● **Records shown**
******

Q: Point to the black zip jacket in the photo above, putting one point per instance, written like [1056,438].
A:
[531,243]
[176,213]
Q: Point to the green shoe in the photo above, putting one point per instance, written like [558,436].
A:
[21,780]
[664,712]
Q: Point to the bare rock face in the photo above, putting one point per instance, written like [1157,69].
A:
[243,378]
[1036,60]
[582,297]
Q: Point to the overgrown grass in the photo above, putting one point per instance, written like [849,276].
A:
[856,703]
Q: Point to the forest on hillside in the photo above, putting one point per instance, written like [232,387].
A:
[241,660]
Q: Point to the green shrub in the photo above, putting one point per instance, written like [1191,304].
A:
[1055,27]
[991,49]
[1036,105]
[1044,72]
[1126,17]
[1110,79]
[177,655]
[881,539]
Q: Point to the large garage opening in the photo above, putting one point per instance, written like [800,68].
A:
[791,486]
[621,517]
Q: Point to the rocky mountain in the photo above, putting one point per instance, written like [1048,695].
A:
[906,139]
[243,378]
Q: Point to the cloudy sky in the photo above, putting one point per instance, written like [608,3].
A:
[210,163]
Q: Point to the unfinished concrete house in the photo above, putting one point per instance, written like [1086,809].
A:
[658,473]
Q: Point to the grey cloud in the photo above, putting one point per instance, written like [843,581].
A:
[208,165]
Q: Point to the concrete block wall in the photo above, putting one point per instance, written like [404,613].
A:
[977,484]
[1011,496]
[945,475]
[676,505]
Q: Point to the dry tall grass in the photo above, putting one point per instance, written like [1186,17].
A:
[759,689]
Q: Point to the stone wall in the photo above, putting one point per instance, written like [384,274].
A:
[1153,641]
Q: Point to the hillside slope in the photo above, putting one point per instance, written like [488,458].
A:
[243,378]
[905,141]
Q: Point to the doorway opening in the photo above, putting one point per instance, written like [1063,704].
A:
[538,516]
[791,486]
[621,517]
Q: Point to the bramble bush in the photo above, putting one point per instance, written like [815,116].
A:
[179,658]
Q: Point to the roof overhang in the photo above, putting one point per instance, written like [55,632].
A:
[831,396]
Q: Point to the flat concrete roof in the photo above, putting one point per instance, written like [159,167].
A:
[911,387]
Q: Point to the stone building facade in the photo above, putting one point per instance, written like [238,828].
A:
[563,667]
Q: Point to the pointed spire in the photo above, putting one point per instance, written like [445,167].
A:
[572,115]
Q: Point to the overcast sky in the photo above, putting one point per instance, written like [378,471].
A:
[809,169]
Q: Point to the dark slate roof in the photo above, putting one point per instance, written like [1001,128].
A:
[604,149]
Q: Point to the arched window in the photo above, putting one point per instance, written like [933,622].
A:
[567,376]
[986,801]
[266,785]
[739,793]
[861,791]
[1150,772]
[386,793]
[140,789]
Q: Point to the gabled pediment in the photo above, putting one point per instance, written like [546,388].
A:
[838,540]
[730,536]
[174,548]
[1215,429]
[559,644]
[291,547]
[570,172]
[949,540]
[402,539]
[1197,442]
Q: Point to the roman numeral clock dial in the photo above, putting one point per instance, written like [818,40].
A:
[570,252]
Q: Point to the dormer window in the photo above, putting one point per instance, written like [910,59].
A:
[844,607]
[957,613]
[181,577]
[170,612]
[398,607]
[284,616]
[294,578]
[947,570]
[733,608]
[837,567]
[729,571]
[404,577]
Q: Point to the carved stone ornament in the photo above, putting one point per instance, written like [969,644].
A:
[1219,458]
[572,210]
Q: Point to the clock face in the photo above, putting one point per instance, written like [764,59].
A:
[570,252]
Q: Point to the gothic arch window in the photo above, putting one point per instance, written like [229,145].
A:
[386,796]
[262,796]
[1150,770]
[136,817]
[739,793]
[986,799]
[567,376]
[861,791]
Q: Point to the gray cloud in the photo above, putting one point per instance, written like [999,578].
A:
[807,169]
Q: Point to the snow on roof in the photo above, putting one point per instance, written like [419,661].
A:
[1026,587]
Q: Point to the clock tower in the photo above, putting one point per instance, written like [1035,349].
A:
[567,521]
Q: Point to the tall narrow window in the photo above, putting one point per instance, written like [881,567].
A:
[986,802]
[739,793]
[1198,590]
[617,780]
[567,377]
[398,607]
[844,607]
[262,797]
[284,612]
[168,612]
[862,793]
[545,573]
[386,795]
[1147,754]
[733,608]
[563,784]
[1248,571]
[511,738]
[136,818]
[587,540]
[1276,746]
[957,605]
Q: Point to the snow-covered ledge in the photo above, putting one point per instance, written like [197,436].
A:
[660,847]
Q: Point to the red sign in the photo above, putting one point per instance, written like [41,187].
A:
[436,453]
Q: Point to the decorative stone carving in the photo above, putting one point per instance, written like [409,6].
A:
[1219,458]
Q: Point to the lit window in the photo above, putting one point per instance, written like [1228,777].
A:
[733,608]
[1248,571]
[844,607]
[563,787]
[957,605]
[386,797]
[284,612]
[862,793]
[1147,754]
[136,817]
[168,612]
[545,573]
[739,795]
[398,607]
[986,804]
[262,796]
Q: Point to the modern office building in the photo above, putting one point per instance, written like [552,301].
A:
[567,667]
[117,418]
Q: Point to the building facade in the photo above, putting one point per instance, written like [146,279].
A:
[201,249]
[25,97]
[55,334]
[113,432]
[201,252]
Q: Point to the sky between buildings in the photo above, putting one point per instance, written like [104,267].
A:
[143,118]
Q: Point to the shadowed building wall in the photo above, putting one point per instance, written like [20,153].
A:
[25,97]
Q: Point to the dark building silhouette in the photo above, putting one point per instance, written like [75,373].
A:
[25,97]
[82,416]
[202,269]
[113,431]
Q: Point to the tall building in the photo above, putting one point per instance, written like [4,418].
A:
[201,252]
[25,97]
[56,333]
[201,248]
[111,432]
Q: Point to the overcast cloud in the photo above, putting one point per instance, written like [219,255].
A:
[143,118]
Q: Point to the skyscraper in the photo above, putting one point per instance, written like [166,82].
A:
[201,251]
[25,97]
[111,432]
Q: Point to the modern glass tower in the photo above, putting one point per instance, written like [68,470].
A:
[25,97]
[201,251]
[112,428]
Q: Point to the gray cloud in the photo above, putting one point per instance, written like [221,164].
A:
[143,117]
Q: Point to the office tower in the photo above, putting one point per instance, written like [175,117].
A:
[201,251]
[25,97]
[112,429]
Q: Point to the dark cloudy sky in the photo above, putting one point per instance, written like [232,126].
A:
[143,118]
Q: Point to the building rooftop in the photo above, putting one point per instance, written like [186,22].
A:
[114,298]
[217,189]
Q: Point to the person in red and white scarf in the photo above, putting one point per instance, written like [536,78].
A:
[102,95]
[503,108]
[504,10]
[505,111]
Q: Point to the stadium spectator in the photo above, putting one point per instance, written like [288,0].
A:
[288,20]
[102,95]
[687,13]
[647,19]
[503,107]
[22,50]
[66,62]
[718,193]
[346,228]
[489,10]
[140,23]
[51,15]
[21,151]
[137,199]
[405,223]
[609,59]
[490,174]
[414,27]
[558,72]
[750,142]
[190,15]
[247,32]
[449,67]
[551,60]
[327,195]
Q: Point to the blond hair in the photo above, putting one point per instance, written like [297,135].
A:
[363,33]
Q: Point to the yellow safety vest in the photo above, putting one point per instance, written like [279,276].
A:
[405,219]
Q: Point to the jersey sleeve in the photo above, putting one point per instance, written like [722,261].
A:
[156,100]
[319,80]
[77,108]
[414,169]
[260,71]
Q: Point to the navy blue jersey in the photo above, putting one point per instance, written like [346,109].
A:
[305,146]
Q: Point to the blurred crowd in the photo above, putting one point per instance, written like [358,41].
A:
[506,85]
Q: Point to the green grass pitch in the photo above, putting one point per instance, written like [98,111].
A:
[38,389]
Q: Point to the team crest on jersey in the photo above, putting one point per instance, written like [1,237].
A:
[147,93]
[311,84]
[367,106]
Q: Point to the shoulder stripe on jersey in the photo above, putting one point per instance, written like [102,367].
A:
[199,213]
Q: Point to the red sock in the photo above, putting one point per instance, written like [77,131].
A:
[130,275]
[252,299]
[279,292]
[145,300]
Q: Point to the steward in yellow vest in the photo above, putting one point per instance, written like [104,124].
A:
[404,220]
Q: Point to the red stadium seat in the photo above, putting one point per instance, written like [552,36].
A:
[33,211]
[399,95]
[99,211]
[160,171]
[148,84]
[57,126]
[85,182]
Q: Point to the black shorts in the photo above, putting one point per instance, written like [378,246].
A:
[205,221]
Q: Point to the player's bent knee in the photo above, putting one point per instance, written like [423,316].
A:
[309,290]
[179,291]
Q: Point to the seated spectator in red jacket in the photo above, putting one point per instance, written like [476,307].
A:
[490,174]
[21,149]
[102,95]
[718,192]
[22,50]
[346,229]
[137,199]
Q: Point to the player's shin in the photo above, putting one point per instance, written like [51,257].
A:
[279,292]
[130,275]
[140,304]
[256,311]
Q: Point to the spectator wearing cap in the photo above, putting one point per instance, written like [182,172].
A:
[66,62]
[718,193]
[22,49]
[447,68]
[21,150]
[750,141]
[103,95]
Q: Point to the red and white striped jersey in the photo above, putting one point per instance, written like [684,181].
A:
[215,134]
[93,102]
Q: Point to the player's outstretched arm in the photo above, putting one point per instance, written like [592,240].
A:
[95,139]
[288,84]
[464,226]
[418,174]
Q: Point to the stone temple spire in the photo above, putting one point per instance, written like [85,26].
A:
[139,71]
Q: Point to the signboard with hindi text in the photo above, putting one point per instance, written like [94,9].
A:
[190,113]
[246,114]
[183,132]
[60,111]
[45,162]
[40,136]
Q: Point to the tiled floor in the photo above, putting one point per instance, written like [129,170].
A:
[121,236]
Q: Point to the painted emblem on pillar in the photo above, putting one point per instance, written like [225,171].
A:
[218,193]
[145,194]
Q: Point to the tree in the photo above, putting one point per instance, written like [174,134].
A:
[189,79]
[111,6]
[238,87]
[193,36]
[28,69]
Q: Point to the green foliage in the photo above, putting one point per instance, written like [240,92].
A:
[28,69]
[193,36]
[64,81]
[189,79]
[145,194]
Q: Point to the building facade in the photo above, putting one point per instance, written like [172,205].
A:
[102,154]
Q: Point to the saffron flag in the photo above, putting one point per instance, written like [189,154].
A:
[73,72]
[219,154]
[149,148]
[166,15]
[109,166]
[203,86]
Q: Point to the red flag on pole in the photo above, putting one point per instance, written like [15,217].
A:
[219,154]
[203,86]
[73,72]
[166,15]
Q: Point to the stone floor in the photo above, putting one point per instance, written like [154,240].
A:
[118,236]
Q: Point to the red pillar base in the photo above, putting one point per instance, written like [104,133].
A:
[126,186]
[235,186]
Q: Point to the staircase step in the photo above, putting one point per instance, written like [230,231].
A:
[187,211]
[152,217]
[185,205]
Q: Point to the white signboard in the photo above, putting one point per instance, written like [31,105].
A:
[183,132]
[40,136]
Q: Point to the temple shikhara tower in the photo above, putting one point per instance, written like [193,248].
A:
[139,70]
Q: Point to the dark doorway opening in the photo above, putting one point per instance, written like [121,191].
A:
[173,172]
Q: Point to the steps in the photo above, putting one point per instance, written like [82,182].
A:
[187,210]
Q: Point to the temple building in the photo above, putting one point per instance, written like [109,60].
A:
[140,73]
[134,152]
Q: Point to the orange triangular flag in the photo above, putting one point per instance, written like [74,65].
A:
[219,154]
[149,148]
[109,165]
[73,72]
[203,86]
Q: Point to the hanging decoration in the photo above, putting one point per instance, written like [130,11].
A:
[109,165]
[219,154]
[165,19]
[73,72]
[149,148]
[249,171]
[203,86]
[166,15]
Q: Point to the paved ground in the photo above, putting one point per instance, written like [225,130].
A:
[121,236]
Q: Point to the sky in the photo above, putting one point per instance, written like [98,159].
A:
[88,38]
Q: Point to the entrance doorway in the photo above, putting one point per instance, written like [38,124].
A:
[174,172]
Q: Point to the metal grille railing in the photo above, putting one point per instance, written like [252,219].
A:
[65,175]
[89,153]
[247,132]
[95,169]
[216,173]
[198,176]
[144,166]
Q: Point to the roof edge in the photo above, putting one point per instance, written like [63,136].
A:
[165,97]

******

● **Problem statement**
Exactly reproduce the lines beginning with the one that contains "Q: Point to the paved" and ending with the last line of the material, both included. Leave out everything else.

● **Full solution**
Q: Point to the paved ground in the photo above, putting one point per instance, written like [225,130].
A:
[121,236]
Q: Point to the sky in the photo above, putting one point per instance, written like [98,159].
A:
[88,38]
Q: Point to the entrance doorway in the photo above, putting one point per instance, written like [38,124].
A:
[174,172]
Q: Point to the metal grille railing in the photo above, putting one point per instance, written like [252,219].
A:
[65,175]
[89,153]
[247,132]
[95,169]
[216,173]
[198,176]
[144,166]
Q: Point to the roof edge in the photo above, putting one point per instance, written like [63,136].
A:
[165,97]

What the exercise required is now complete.